▸ DESCRIPTION OF THE TASK:
Copy every line of the records that includes the word "road".

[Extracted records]
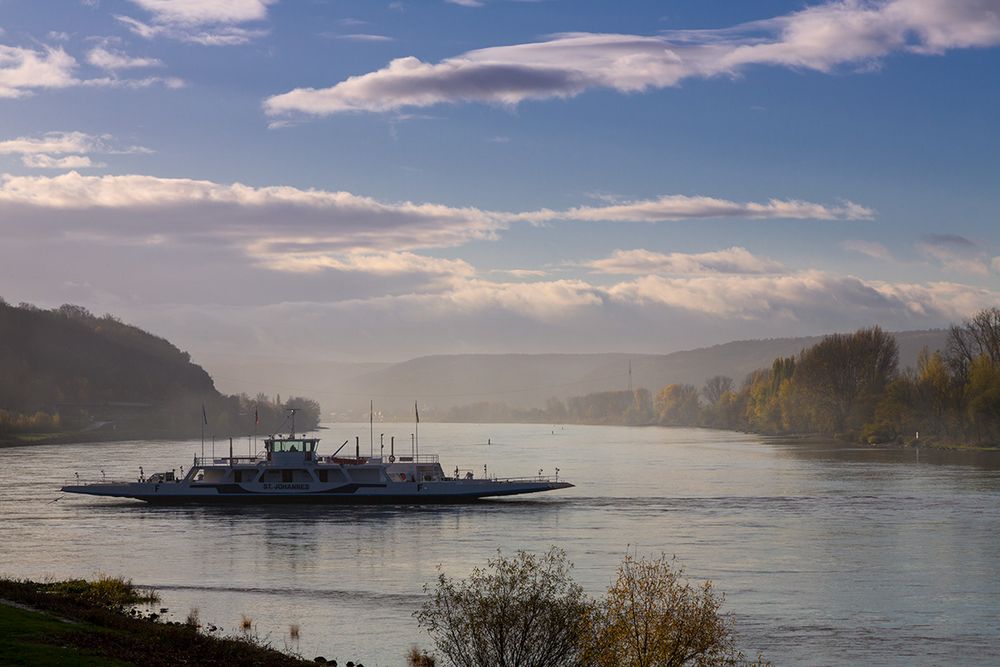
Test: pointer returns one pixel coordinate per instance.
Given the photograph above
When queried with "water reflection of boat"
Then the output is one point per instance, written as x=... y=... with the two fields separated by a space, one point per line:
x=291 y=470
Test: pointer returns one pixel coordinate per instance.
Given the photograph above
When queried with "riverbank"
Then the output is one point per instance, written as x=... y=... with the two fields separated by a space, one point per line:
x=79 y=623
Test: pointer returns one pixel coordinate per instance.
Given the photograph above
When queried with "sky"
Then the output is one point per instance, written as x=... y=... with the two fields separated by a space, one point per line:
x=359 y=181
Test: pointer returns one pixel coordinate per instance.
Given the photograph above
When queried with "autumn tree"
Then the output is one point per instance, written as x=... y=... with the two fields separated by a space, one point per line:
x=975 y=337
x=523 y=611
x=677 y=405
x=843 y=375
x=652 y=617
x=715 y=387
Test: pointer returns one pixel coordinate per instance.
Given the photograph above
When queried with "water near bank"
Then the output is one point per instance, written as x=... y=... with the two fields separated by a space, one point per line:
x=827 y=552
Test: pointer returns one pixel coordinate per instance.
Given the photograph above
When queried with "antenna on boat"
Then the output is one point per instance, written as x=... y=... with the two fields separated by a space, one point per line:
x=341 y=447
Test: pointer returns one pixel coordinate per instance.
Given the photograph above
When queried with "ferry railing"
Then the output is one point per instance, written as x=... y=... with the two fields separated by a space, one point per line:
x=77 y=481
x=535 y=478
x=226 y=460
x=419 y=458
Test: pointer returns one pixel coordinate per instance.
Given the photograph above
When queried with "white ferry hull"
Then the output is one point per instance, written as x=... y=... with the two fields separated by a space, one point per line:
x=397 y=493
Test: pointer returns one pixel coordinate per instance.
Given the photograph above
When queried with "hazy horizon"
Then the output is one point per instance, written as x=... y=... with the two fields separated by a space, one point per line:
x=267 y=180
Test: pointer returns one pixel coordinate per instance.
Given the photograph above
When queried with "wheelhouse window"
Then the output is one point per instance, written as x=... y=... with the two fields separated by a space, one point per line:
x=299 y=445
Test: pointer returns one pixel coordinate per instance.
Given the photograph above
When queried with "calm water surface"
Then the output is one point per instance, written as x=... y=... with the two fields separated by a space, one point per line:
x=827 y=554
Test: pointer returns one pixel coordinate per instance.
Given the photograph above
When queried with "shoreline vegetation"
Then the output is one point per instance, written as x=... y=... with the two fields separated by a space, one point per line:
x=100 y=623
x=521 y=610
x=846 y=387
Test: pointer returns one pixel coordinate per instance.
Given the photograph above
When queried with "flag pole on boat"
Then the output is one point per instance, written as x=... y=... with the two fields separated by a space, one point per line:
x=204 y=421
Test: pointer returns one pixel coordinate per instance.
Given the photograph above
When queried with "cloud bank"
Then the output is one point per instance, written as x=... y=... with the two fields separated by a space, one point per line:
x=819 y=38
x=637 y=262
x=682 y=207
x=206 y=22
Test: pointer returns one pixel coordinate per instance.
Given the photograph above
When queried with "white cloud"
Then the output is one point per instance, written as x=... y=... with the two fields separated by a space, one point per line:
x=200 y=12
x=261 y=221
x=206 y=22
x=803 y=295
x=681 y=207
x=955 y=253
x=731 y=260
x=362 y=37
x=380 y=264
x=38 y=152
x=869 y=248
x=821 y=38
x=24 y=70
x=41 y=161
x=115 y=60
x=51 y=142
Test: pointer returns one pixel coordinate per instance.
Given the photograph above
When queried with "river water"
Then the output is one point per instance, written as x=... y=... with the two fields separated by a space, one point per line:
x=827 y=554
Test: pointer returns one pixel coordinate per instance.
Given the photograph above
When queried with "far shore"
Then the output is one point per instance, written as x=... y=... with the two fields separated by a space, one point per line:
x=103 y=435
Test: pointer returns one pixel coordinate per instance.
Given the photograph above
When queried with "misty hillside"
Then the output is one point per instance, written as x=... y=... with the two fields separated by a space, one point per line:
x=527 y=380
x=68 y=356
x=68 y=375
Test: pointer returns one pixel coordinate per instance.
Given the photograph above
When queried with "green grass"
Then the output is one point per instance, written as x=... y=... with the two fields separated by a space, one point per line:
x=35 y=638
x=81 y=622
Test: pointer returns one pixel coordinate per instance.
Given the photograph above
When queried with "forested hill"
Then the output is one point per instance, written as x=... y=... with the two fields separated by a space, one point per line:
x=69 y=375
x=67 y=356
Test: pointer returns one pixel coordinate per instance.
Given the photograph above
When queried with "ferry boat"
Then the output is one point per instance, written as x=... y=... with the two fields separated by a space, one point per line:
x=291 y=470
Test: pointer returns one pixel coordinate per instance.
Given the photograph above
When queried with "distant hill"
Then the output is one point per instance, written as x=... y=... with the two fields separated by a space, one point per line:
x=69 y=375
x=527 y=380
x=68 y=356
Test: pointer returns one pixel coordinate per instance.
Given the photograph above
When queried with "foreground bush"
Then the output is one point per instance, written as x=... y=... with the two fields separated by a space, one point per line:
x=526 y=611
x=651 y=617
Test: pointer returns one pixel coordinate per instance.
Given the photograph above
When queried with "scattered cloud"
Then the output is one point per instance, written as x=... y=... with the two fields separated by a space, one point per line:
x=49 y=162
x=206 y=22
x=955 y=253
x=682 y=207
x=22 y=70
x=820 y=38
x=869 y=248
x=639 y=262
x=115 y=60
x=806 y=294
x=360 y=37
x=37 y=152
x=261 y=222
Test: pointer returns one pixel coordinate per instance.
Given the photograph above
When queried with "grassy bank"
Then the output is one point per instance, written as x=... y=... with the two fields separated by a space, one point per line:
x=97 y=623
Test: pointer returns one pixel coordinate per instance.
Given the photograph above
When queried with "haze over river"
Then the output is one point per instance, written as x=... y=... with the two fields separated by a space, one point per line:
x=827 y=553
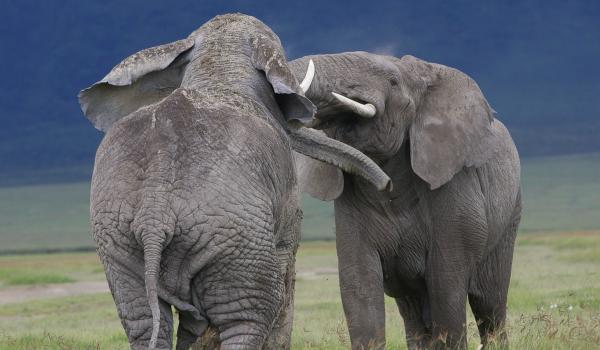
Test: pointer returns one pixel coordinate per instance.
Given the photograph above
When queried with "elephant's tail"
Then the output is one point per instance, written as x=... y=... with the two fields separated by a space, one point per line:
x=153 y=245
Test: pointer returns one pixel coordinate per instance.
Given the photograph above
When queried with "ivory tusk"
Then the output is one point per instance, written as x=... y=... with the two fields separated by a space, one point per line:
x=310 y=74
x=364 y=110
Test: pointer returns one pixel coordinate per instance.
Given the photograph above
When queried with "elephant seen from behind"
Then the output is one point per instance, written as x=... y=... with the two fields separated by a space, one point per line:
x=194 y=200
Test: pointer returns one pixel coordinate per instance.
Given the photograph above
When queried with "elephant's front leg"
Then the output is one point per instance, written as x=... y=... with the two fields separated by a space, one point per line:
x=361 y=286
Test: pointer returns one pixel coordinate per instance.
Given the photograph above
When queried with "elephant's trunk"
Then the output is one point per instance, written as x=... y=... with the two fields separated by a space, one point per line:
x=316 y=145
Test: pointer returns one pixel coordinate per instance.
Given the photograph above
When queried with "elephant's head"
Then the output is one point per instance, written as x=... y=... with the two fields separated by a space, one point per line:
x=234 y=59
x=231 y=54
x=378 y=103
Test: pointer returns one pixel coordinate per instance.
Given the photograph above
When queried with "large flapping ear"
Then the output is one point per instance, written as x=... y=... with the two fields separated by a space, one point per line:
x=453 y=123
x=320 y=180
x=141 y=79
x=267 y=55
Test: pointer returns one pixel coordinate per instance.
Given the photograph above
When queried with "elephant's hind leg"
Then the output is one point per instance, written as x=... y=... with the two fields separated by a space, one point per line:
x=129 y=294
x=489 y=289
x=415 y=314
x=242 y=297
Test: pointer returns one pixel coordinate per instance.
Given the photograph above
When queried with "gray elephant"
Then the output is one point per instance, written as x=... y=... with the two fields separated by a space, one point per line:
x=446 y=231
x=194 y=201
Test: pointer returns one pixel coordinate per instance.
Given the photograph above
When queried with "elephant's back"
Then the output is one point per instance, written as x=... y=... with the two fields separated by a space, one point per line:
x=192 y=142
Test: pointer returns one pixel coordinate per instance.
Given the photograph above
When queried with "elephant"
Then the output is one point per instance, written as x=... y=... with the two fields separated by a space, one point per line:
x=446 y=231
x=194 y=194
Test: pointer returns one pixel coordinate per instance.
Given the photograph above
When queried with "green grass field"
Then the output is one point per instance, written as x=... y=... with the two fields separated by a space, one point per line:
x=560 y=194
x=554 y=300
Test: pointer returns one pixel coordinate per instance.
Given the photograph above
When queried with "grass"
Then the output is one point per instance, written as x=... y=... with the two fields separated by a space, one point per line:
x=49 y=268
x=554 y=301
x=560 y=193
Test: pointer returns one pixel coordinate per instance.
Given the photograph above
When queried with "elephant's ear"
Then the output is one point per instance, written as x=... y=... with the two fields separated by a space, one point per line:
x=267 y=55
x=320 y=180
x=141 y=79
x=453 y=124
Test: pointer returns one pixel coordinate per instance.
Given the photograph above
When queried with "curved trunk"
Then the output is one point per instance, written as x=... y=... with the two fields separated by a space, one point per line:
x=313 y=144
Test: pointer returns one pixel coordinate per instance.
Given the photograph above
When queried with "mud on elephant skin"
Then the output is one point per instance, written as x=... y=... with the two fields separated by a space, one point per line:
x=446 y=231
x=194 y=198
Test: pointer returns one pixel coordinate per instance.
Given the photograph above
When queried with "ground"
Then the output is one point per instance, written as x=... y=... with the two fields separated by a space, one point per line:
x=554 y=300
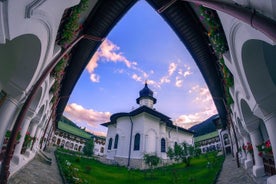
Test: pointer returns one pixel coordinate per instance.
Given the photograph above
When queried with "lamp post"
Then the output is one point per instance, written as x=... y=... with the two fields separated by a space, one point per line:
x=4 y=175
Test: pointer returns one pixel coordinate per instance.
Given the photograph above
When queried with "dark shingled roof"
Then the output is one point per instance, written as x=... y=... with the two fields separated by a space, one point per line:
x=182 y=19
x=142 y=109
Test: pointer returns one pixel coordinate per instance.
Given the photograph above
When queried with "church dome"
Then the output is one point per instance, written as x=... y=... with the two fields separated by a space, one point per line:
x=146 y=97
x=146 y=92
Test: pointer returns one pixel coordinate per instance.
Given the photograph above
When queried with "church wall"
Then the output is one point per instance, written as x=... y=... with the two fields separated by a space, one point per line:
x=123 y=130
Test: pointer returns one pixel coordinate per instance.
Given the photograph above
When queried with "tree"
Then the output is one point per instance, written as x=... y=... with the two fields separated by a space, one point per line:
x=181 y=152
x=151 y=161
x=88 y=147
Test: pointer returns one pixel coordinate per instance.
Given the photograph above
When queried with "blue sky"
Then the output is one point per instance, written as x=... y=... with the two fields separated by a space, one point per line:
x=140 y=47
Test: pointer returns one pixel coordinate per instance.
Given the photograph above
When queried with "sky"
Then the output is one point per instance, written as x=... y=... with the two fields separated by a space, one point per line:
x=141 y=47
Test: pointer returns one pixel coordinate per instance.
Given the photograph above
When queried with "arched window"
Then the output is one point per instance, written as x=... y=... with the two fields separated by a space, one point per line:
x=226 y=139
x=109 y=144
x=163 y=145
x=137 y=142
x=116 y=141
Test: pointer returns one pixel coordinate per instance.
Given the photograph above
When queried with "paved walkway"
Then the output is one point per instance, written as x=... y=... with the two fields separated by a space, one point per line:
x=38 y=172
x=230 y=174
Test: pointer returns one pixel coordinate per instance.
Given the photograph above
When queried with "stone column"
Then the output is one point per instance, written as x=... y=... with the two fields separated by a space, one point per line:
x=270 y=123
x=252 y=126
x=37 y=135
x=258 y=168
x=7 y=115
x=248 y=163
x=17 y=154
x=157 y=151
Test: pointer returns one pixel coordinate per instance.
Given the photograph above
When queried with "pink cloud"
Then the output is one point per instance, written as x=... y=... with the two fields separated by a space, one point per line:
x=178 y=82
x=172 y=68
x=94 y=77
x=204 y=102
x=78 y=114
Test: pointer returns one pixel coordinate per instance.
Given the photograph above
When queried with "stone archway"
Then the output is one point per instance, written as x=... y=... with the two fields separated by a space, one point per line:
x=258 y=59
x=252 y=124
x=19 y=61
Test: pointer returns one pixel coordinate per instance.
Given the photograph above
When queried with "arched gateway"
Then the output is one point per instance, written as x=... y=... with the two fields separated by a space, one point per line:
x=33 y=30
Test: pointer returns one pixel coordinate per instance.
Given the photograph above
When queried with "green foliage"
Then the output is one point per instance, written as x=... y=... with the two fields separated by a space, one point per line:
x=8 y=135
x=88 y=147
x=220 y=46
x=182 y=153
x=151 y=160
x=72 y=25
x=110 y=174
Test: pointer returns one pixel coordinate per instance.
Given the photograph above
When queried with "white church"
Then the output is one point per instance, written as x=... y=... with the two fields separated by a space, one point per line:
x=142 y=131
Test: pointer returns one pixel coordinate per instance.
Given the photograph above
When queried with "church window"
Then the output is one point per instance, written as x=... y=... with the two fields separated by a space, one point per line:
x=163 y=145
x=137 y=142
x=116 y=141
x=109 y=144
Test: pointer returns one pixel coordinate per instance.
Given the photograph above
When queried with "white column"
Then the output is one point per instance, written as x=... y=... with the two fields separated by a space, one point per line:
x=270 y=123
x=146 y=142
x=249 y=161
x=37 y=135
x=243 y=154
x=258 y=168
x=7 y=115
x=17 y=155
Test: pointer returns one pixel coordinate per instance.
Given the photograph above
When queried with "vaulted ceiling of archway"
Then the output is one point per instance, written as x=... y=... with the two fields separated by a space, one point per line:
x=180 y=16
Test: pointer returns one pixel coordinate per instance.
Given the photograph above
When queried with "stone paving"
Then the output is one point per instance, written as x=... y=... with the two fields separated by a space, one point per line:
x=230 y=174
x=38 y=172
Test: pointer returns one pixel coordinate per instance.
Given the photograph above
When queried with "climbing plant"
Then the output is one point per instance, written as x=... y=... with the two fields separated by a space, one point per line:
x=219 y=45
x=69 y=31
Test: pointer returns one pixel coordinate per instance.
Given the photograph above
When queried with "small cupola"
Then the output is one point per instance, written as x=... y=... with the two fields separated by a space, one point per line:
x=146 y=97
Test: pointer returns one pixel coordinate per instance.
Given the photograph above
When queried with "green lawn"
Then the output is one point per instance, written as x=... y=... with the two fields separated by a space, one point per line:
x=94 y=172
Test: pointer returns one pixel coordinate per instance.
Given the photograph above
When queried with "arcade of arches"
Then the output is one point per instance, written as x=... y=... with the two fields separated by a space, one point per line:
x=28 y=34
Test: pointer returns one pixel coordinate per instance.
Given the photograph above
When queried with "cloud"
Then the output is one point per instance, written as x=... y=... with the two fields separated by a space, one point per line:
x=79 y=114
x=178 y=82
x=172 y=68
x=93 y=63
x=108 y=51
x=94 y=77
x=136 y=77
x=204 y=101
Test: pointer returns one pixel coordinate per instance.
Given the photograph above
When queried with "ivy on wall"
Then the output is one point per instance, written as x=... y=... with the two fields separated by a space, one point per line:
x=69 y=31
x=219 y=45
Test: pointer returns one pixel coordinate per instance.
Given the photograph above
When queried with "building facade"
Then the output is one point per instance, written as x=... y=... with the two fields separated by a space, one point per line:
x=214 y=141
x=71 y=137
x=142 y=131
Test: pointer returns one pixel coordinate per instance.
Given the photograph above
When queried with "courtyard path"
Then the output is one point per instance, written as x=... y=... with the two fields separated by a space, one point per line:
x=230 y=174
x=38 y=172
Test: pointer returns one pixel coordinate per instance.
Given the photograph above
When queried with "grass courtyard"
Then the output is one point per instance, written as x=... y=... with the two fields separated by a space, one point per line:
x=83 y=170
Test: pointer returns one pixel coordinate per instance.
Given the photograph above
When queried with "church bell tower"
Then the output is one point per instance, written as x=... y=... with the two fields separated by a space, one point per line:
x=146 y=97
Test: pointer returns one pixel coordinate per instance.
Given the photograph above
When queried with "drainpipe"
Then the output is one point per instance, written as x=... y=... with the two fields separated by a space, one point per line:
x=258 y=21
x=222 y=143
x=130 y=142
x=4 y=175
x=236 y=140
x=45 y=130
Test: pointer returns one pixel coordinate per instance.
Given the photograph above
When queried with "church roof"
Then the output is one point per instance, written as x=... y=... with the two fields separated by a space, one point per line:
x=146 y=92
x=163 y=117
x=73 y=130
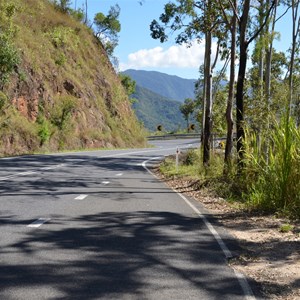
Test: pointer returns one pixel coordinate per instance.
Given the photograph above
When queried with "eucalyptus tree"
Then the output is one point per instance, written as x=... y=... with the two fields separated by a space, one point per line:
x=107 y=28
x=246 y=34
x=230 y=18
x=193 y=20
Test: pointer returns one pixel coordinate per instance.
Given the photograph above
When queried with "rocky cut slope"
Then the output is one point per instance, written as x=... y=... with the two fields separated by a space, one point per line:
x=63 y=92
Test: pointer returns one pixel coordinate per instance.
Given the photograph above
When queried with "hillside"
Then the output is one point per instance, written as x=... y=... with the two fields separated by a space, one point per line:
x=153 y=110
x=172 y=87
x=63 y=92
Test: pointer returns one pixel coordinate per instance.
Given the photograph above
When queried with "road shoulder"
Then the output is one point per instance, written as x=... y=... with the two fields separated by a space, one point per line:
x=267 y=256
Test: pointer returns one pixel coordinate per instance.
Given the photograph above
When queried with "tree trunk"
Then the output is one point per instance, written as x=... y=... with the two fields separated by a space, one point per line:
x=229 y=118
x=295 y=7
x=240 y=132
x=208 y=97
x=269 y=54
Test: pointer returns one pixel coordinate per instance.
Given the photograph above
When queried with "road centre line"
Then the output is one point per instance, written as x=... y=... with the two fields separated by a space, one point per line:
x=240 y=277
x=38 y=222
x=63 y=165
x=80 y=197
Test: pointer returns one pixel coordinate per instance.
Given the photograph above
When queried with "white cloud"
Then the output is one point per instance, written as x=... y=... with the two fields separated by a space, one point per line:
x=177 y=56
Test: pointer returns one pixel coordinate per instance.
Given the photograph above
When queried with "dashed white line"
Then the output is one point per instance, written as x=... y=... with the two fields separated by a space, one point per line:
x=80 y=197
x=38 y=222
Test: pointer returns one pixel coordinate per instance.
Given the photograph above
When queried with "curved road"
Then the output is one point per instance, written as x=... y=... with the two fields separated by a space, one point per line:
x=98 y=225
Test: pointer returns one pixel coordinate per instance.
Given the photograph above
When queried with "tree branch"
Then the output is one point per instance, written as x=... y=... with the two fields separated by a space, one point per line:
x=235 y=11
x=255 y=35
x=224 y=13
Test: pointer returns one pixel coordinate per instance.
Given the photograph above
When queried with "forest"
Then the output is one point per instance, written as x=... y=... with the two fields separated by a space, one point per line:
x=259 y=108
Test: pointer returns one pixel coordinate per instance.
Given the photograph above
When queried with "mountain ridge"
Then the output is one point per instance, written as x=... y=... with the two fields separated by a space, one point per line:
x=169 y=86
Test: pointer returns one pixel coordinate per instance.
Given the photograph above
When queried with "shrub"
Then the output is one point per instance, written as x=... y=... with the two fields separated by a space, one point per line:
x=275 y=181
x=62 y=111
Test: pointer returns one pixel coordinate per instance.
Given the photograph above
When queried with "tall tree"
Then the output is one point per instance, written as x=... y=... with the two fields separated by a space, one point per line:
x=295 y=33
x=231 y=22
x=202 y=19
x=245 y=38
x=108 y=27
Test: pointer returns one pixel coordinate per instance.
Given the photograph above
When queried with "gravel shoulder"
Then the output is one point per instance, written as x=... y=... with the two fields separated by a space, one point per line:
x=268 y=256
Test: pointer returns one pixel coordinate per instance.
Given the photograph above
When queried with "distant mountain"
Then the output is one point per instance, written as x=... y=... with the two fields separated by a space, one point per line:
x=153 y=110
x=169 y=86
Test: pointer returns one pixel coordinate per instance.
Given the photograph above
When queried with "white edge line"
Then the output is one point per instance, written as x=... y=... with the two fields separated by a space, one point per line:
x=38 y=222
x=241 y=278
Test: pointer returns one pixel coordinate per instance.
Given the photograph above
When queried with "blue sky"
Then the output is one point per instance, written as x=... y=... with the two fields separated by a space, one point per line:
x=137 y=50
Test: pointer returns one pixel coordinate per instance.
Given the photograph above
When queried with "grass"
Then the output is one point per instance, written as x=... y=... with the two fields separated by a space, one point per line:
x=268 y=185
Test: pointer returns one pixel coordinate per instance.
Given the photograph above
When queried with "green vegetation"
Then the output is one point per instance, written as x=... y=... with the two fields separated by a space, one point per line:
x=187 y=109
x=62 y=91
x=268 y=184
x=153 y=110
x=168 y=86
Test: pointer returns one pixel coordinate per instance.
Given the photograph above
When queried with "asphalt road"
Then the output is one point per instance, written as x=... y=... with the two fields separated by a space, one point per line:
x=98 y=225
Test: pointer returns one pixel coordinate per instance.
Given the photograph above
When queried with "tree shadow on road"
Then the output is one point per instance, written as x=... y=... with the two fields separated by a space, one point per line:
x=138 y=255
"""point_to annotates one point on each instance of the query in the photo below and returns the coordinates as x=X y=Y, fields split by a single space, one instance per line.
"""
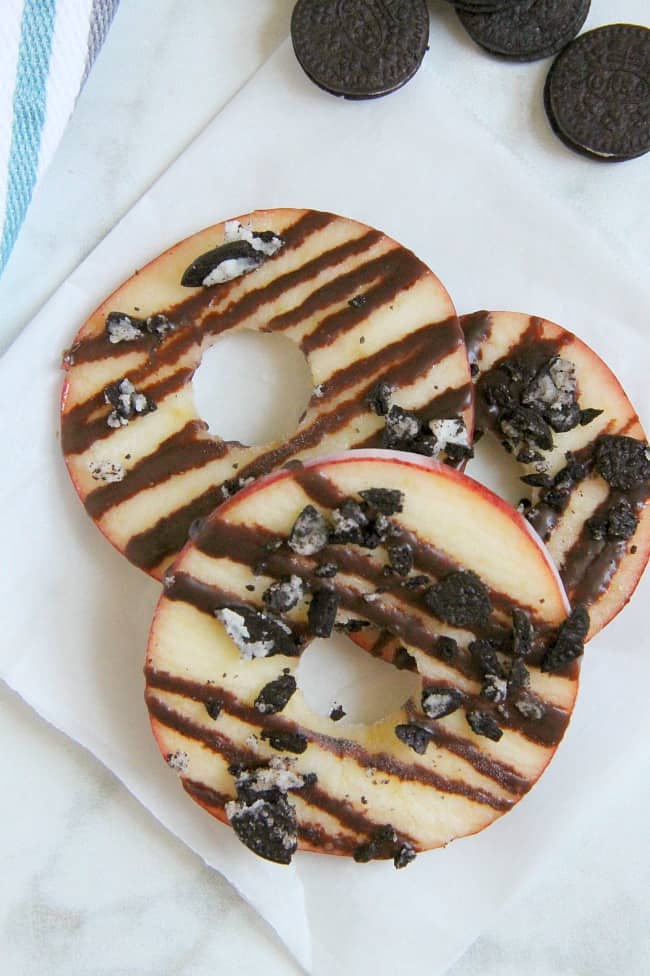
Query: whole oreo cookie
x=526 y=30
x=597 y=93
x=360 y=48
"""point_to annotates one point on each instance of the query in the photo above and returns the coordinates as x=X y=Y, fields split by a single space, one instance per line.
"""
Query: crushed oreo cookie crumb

▸ WRITTEN SOLUTION:
When queried with "road shoulder"
When queried with "road centre line"
When queried with "curved road"
When queried with "asphalt road"
When queried with "tree shadow on road"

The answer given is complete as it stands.